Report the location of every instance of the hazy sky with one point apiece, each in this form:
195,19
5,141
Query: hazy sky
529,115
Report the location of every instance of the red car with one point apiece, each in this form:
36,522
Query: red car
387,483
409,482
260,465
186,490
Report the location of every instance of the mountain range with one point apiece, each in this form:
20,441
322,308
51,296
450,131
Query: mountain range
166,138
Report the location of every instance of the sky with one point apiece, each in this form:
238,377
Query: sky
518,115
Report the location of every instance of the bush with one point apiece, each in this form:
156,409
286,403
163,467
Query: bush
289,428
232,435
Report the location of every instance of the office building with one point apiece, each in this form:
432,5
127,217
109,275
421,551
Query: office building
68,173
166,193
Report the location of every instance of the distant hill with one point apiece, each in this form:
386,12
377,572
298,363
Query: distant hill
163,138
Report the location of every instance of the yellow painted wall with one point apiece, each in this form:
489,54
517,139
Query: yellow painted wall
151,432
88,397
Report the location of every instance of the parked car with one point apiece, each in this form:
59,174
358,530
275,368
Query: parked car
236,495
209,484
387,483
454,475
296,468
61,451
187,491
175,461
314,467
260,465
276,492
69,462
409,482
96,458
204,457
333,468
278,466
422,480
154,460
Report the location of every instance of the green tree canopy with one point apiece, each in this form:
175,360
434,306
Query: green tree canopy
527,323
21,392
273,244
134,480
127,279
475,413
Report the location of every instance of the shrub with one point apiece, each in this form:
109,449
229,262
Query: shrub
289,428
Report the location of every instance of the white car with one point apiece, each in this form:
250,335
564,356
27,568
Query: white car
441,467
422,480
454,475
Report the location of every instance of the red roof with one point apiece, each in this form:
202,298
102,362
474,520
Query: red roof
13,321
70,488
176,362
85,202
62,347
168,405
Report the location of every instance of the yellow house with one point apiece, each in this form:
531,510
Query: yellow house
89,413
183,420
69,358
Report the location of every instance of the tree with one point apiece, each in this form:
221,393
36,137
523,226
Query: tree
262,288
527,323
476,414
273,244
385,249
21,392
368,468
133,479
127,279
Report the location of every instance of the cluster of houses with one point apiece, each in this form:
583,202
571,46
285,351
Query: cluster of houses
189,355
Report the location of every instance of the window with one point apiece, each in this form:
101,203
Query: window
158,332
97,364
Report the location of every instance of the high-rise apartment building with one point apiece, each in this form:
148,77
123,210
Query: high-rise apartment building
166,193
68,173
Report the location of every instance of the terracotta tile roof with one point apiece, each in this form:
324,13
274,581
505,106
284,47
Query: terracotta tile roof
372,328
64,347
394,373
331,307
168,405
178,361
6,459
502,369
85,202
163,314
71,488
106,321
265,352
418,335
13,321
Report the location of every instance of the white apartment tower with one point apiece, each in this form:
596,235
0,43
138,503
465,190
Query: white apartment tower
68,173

▶ Aim of the exercise
Rescale everything from the line containing "Report the location of every instance of the shrub" down to the end of the items, reproducing only those lines with the requests included. Multiply each answer point coordinate by 2.55 and round to a whole number (halves up), leaving the numbers in the requests and their format samples unchanged.

▶ Correct result
Report the location of every instance of the shrub with one point apiece, each in this form:
109,449
229,262
Query: shrub
737,1091
Report the location of every instance of the white car with one point apiece, each in this form:
250,335
564,356
27,568
Query: white car
1125,1191
1076,1224
1158,1211
Report the location of every instance of the red roof with one point apiece, each in this form:
202,298
102,362
474,520
Query: red roof
33,819
179,1244
449,923
217,515
158,885
428,1033
Report the location of every instance of the yellow house with one point apiece, each in this form:
531,510
Query: yellow house
227,1053
467,1071
176,913
Report the location of every instance of the tree with one point apiece, each in this form:
221,393
36,137
523,226
Query: tree
668,734
1344,824
1214,1056
696,622
982,635
54,1000
938,1193
339,1221
324,711
Report the location of every instance of the cluster of houses with one point apiece, each in this form:
583,202
571,46
285,351
Query: cluster of houses
482,905
Report the location of every instance of the window with one point apiece, each in this form:
101,203
Query: window
403,847
247,928
Report the location of every instance of the high-rise apartment building with one point apiece, each in this form:
148,77
123,210
Query: high-rise apartment building
423,492
173,441
Report the location of every instance of the terracotta tile roof with one point apiece, each in this form:
324,13
274,581
505,106
284,47
Query: terracotta tile roof
949,836
163,885
1005,951
844,783
428,1033
454,921
15,1170
1280,941
217,515
416,801
181,1244
270,819
676,898
1066,854
33,819
Report the location of every instance of the white apartment tower with one point apiece, each in this form:
596,235
0,43
138,503
465,190
Query: white apartment tower
173,441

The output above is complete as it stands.